• Prompt 1: Locate each line of the records that contains the string "water" and copy those lines. Case counts.

• Supplied passage:

Skip to content

Strings in Go — Professional Level

1. Overview

This document covers the deepest layer of Go string internals: compiler representation, runtime layout, assembly-level behavior, linker deduplication, and how the Go runtime and GC interact with string memory. It is intended for engineers working on compilers, runtime systems, or performance-critical libraries where strings are on the critical path.


2. Memory Layout

2.1 StringHeader

A Go string is exactly 16 bytes on 64-bit systems (8 bytes on 32-bit):

type StringHeader struct {
    Data uintptr  // pointer to first byte of backing array
    Len  int      // number of bytes (not runes)
}

In assembly terms:

; AX = pointer to string header
; 0(AX) = Data pointer (8 bytes)
; 8(AX) = Len (8 bytes)

2.2 String in .rodata

Constant strings are stored in the .rodata section of the ELF/Mach-O binary:

# View .rodata strings in a compiled binary
go build -o app main.go
strings app | grep "your_string"
objdump -s -j .rodata app | head -50

The linker deduplicates identical string literals:

const a = "hello"
const b = "hello"
// a and b share the same .rodata bytes; their Data pointers are equal

2.3 Heap-Allocated String Backing Arrays

Runtime-built strings have their backing array on the heap, managed by the GC:

s := strings.Repeat("a", 100) // backing array is a *[100]byte on heap

// GC metadata for the backing array:
// - type: []byte internally (no pointer fields — GC skips it)
// - This means string backing arrays are cheap for the GC

3. Compiler Internals

3.1 SSA Representation

In the compiler's SSA (Static Single Assignment) IR, a string is represented as two separate values:

OpStringPtr   string -> *byte   (the Data pointer)
OpStringLen   string -> int     (the Len)

The compiler tracks these separately and can avoid redundant loads. If a string is passed to multiple functions, the compiler may keep the header in registers rather than memory.

3.2 String([]byte) Compiler Optimization

The compiler has a special case for string(b) used as a map key or switch expression:

m := map[string]int{"hello": 1}
b := []byte("hello")

• Prompt 2: According to the Go strings page, how many bytes does a Go string occupy on 64-bit systems?

Pointing data excerpts:
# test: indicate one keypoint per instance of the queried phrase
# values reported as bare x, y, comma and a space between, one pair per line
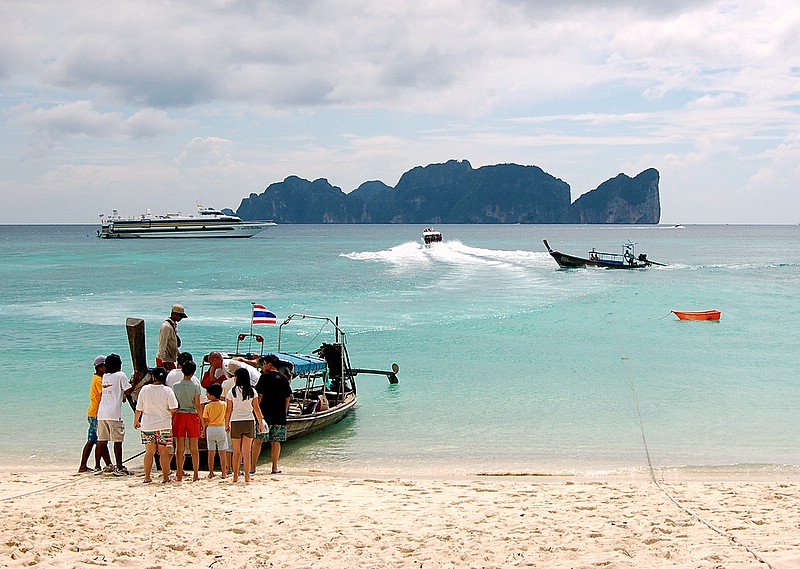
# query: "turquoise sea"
507, 364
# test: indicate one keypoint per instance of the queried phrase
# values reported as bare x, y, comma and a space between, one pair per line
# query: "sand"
311, 519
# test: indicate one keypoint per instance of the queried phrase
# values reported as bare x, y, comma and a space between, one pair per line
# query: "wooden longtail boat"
625, 260
323, 382
698, 314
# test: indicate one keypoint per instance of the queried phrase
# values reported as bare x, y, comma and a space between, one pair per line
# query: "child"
214, 421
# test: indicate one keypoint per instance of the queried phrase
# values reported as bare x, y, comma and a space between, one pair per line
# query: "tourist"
168, 340
154, 410
110, 426
95, 392
214, 422
274, 394
243, 420
175, 375
188, 420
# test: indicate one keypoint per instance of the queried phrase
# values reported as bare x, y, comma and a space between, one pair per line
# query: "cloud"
79, 118
239, 93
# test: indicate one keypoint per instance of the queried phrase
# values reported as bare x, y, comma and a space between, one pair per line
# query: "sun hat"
178, 309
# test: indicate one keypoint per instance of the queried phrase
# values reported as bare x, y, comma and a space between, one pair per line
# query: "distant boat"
430, 235
208, 222
698, 314
626, 260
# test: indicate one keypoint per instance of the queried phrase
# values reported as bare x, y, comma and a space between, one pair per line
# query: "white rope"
731, 538
77, 480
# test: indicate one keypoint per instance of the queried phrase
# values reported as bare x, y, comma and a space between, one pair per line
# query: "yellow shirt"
214, 413
95, 393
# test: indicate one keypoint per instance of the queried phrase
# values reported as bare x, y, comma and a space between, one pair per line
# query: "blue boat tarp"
303, 363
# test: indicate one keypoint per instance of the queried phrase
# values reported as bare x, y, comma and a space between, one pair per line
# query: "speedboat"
208, 222
430, 235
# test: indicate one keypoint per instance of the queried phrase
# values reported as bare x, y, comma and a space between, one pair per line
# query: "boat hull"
569, 262
698, 314
172, 231
603, 260
305, 425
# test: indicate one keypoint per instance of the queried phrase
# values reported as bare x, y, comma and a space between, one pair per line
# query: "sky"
162, 105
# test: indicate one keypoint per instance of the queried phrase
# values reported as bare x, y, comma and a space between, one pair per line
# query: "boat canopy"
302, 363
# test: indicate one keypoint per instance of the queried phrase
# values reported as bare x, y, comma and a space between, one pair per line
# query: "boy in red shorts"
188, 420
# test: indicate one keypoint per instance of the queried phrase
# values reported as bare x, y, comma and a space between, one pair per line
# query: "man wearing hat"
95, 392
168, 340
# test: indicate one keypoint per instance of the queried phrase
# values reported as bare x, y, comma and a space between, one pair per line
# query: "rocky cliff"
454, 192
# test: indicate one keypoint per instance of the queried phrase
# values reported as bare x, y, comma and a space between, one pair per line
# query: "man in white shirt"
110, 426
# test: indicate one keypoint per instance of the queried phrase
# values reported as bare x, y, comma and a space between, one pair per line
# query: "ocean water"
507, 364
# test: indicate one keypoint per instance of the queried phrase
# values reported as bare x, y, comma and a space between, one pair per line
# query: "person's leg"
118, 455
257, 443
237, 458
180, 447
149, 458
224, 465
212, 455
194, 448
276, 454
247, 448
102, 448
87, 450
163, 452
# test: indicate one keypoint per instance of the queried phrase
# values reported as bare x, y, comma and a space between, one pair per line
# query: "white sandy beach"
310, 519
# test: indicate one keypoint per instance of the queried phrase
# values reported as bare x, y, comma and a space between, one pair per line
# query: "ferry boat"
208, 222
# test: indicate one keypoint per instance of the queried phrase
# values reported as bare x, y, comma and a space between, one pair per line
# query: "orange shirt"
95, 393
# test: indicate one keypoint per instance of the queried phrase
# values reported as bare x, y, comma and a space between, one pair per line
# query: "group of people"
236, 408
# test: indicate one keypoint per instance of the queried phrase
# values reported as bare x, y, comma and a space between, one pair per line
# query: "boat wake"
453, 253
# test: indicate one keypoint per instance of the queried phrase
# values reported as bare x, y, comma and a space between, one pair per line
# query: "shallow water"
507, 363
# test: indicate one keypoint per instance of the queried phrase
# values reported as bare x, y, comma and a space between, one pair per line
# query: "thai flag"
263, 316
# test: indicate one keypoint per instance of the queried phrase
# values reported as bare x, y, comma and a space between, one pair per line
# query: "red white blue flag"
263, 316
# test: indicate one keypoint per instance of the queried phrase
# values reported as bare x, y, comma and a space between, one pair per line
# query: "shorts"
217, 438
92, 437
277, 433
162, 437
186, 425
241, 429
113, 431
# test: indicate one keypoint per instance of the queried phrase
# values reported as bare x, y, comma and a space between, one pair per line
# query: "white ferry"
208, 222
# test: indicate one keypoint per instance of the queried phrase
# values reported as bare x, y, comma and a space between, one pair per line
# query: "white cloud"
237, 94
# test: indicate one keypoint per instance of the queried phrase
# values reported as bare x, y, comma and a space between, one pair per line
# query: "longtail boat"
625, 260
323, 382
698, 314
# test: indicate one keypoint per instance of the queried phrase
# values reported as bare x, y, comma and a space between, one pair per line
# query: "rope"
49, 488
731, 538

• Reply 1:
# query: "ocean water"
# query: "shallow water"

• Reply 2: 16 bytes.